• _MATERIAL PROVIDED_
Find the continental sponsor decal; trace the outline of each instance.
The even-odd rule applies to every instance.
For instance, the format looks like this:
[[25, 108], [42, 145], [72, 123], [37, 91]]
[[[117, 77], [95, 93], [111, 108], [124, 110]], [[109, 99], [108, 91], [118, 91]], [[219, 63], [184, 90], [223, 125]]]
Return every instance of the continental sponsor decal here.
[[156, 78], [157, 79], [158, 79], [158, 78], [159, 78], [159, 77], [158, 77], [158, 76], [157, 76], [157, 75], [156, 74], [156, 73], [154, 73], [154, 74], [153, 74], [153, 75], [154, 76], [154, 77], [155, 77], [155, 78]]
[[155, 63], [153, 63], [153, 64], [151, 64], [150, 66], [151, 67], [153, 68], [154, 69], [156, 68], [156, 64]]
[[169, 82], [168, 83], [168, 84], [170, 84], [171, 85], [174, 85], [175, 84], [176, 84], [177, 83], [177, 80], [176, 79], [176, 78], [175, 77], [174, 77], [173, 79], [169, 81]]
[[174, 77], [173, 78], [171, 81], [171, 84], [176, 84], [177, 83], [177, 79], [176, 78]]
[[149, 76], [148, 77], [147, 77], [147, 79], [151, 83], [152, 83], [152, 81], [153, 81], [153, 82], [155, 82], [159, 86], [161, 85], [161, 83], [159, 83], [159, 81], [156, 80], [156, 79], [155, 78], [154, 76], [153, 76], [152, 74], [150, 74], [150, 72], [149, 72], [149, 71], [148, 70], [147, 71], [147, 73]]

• _TASK DETAILS_
Copy out the entire listing again, requests included, multiplying every point coordinate in the answer outlines by 1.75 and rounding to whole numbers, with halves rounded up. Keep the coordinates in the format sample lines unchanged.

• _REPLY TO THE EXERCISE_
Find the continental sponsor decal; trace the outline of each instance.
The even-odd rule applies to every instance.
For instance, the format looks like this:
[[25, 108], [42, 145], [72, 123], [37, 91]]
[[[117, 77], [95, 93], [111, 108], [124, 110]], [[109, 99], [108, 91], [118, 91]], [[219, 63], [184, 90], [223, 125]]]
Return every instance of the continental sponsor decal here.
[[273, 137], [275, 138], [277, 138], [277, 137], [278, 137], [278, 135], [277, 135], [277, 133], [275, 133], [275, 131], [273, 130], [273, 128], [270, 128], [270, 130], [268, 130], [268, 131], [270, 133], [270, 135], [271, 135], [271, 137]]
[[271, 110], [268, 110], [268, 112], [264, 112], [263, 116], [264, 117], [268, 119], [270, 121], [273, 119], [273, 112]]
[[296, 144], [294, 145], [294, 147], [298, 147], [299, 149], [305, 149], [306, 147], [308, 147], [310, 145], [310, 140], [308, 138], [308, 137], [306, 135], [305, 135], [303, 138], [296, 142]]
[[305, 135], [303, 137], [299, 142], [299, 147], [308, 147], [310, 145], [310, 138], [308, 137]]
[[261, 133], [259, 135], [257, 135], [257, 138], [264, 145], [266, 145], [266, 142], [268, 142], [268, 144], [271, 144], [278, 151], [282, 149], [282, 145], [278, 145], [278, 142], [273, 140], [273, 138], [271, 137], [270, 133], [268, 133], [266, 130], [263, 130], [263, 126], [261, 126], [261, 124], [259, 123], [257, 124], [257, 128]]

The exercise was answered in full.